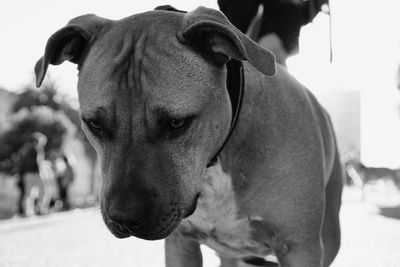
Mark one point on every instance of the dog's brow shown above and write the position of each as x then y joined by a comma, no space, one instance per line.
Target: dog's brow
95,112
177,112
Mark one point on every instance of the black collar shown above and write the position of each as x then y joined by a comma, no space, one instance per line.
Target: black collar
235,86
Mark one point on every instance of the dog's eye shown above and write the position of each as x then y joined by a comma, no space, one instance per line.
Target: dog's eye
93,124
177,123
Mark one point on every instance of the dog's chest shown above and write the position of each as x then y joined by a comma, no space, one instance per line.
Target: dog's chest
217,222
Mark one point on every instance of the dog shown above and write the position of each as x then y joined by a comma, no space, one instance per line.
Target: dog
360,175
251,172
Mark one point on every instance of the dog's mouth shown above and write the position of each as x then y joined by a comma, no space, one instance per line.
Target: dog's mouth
153,231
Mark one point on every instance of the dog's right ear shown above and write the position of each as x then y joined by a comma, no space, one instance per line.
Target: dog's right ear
69,43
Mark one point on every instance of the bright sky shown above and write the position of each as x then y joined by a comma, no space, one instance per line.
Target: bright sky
365,36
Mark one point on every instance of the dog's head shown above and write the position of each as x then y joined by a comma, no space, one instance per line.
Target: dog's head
154,104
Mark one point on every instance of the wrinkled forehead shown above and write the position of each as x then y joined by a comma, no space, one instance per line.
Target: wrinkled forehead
137,53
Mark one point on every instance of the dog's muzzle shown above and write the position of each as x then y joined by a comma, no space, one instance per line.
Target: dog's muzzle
146,225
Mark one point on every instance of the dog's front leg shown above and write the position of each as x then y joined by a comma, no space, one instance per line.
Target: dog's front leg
305,255
181,251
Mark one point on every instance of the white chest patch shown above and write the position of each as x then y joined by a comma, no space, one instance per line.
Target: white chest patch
216,221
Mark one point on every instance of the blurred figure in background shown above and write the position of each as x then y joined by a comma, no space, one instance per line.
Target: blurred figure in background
64,178
274,24
37,183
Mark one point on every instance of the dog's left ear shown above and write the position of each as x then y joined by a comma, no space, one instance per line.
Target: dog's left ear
69,43
210,28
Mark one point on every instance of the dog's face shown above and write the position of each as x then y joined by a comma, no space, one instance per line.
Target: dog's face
146,103
154,104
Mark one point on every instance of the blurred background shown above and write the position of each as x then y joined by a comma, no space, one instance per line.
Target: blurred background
49,177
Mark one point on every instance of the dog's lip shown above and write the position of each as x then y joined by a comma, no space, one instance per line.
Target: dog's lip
193,207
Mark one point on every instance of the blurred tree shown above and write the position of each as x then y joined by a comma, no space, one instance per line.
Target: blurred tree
49,96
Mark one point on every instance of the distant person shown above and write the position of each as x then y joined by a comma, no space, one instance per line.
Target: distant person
280,24
64,178
37,181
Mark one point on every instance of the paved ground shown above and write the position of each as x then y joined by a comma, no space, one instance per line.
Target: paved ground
371,238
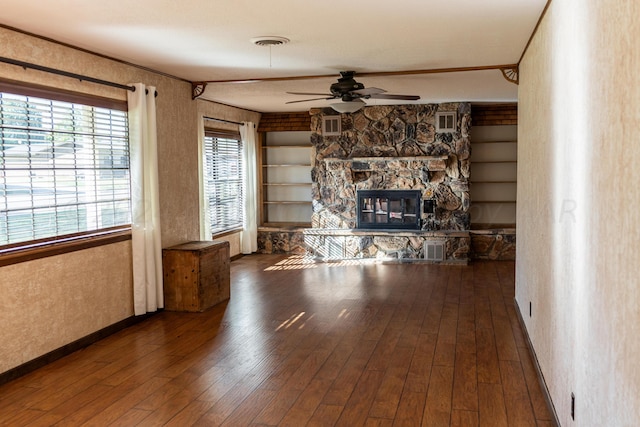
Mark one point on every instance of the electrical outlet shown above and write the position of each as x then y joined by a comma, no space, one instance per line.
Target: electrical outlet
573,407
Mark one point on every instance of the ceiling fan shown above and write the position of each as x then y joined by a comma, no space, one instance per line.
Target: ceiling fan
352,94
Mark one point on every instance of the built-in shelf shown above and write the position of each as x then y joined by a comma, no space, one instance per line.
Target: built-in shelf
288,202
494,161
308,165
494,170
478,202
493,182
289,184
285,167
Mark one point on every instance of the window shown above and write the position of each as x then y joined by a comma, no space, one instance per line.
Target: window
223,180
446,121
64,165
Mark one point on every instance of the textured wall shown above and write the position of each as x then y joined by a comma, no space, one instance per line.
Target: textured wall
578,207
53,301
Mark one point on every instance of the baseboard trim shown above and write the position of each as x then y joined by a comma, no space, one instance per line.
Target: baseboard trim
536,364
67,349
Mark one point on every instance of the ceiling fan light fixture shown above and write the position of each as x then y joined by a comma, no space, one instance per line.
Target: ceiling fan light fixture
348,106
269,40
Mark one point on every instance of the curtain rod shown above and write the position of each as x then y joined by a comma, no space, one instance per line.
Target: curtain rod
223,121
67,74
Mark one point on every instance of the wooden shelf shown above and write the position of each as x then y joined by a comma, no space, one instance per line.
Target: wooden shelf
287,202
285,167
288,184
288,165
493,182
286,146
494,142
494,161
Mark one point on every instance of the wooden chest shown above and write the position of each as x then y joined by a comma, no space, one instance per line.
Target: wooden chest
196,275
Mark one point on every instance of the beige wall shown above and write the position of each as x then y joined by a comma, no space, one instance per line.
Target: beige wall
578,247
51,302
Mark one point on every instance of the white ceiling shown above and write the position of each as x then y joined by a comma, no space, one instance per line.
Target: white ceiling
201,40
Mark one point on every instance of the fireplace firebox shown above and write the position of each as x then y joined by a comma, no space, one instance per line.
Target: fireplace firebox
388,209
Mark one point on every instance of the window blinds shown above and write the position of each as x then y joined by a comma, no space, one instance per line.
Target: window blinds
223,180
64,168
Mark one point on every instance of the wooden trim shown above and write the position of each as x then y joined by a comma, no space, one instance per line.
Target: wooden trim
47,247
226,233
262,209
535,30
368,74
493,142
480,202
80,49
236,257
491,226
493,182
40,91
536,364
67,349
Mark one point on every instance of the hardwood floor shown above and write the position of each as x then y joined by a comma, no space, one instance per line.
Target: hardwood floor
305,344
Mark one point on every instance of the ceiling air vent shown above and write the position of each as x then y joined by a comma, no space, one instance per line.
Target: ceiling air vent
446,121
269,40
331,126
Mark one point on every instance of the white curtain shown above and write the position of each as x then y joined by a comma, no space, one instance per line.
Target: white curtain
249,235
205,220
145,224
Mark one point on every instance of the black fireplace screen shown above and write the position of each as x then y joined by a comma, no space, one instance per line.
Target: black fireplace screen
389,209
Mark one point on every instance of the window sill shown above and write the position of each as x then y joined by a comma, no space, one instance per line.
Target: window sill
219,234
30,251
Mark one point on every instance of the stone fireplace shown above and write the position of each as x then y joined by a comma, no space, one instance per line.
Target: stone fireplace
388,209
391,148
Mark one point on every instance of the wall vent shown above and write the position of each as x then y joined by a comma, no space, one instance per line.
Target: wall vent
433,250
446,121
331,126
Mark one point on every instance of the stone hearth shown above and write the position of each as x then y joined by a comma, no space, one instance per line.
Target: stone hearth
386,148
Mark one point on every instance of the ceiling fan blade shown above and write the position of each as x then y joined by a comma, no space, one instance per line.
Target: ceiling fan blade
309,93
312,99
368,91
399,97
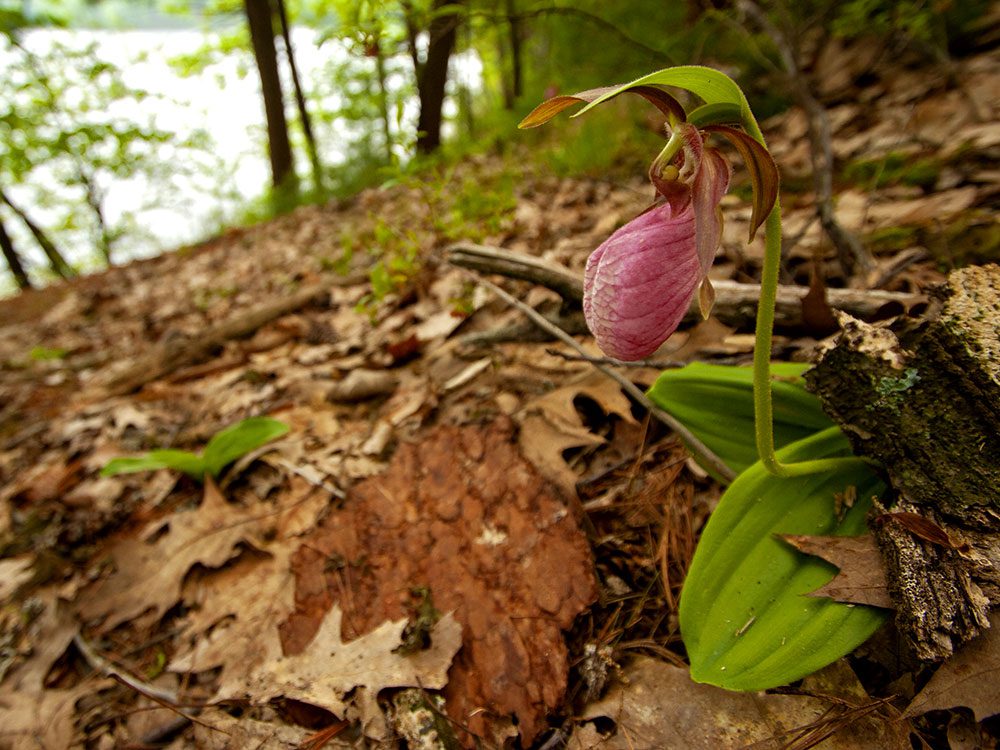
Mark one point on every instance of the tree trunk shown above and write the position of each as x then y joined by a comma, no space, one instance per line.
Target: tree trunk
56,260
261,23
434,74
514,27
300,99
853,256
13,261
923,399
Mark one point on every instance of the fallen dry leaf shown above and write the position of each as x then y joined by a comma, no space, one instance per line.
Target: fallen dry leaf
657,706
328,669
970,678
551,425
860,577
463,515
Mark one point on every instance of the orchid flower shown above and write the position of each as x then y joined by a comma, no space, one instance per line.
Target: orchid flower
640,282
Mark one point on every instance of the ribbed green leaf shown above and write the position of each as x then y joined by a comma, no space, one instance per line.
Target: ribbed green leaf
715,402
713,86
745,618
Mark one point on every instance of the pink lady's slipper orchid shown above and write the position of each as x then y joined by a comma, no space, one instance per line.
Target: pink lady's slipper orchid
640,282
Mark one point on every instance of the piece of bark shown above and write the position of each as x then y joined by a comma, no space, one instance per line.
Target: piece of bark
735,303
924,400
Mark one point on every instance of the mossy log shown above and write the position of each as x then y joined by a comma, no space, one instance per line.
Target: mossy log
923,399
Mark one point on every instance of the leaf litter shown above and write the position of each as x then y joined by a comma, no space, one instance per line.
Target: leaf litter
493,533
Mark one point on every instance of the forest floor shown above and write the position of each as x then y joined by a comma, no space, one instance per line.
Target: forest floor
467,530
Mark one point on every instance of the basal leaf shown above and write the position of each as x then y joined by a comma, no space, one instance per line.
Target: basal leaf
715,114
238,440
166,458
548,109
745,616
716,403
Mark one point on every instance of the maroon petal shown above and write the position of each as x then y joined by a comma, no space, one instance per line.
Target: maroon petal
640,282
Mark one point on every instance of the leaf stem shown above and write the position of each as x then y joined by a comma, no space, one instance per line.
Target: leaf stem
763,408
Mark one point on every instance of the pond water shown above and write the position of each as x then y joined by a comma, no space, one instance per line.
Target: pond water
224,100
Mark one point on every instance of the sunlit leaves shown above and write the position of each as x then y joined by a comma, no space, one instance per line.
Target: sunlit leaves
225,447
745,617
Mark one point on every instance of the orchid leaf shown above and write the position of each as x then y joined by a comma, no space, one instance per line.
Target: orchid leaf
548,109
745,614
223,448
239,439
762,169
720,113
715,402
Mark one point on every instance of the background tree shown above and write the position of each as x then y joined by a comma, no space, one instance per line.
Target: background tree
432,72
260,22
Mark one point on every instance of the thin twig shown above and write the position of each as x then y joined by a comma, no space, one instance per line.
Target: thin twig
654,364
166,698
695,445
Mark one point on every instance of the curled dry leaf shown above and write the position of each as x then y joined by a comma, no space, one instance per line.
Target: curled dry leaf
861,577
658,706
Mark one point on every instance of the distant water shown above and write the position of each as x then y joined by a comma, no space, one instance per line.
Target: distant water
220,100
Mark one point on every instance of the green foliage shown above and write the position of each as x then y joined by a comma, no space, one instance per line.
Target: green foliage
224,447
745,618
63,140
716,403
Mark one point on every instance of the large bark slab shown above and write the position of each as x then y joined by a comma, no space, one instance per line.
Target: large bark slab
923,399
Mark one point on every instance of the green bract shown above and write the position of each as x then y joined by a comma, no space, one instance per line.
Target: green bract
224,448
715,402
745,617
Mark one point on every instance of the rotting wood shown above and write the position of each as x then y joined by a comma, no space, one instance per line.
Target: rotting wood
735,303
923,398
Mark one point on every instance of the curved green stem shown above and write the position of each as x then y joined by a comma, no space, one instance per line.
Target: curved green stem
763,409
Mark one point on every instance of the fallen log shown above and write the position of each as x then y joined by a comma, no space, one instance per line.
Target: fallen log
735,303
923,399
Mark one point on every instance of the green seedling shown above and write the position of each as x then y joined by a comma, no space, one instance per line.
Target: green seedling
225,447
745,616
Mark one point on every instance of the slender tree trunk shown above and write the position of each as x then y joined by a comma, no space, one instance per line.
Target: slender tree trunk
514,27
853,256
57,262
13,261
431,83
383,100
261,23
300,99
411,39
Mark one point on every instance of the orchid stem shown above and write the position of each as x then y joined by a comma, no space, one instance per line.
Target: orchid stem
763,408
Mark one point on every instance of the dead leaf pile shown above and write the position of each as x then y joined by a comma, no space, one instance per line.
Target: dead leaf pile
463,534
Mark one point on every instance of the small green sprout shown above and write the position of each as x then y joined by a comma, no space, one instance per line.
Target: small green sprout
224,447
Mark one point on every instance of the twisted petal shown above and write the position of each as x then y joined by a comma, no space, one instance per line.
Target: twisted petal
639,283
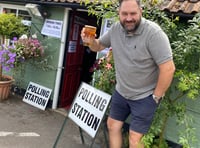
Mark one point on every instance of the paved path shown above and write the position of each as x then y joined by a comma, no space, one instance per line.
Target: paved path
24,126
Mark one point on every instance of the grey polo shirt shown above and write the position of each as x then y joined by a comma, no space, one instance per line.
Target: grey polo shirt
137,57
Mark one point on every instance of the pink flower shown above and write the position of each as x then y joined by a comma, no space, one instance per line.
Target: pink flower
108,66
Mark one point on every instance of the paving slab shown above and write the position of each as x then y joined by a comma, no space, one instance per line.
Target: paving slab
25,126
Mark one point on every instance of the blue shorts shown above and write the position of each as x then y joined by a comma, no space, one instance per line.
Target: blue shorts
141,111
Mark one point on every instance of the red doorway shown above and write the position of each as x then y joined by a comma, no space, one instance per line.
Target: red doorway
76,59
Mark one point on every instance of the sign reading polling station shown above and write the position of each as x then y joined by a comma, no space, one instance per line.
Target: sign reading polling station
88,108
37,95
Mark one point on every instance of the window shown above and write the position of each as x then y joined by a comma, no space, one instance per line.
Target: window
18,10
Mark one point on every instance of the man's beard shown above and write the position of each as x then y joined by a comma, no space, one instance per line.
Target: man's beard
133,28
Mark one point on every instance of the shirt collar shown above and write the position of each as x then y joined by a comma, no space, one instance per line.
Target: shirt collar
139,29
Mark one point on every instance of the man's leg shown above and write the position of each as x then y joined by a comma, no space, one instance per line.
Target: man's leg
135,139
115,135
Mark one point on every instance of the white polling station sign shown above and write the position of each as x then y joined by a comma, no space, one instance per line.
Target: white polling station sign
88,108
37,95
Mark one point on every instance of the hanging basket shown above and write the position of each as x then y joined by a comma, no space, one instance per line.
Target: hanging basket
5,87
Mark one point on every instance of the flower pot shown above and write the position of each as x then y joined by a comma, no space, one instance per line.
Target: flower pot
5,87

= = =

### Your goal
An exact copy of the lines above, from the one containing "Target: maroon petal" down to the one containing "Mark one point on every instance of the distant water" and including both, is the whole answer; retype it and nothing else.

### Task output
Target: maroon petal
640,282
Mark one point on every instance of the leaf stem shown above and write the position of each as x then y joined by a comma, no space, one instance per line.
Target: leaf stem
763,408
Mark one point on every instance of the pond water shown above and write the position of each as x then y joined by a comma, no space, one instance per line.
Target: pond water
224,100
Mark one point on every instance of the sunlit leaves shown above and write the position of each as x then y joined by a comma, no space, one instance per line.
Target: sunlit leaves
225,447
745,617
Mark one point on every instance of the orchid leaf shown above and write the position of each as x then y joined by a comma, no space, one instance per line.
Target: orchid leaf
548,109
745,614
223,448
239,439
762,169
720,113
715,402
Mark one point on every instance of the background tree shown above and write the position of each as x then y joined by a comma, no space, one instance per line.
Target: background tree
432,72
260,22
Mark one point on every instance of the thin twig shown above and write the position of each as x then y joined by a comma, no space, one instance per line.
Target: thin twig
654,364
166,698
695,445
Mark one point on every instance of the curled dry leaf shown above and write the position of each as x then y joined by a comma, no space, one instance per line.
Target: curled dry leaf
861,577
658,706
Mark one point on every instance of the distant water shown above and write the position of each as x then y joined by a comma, no space, one instance per line.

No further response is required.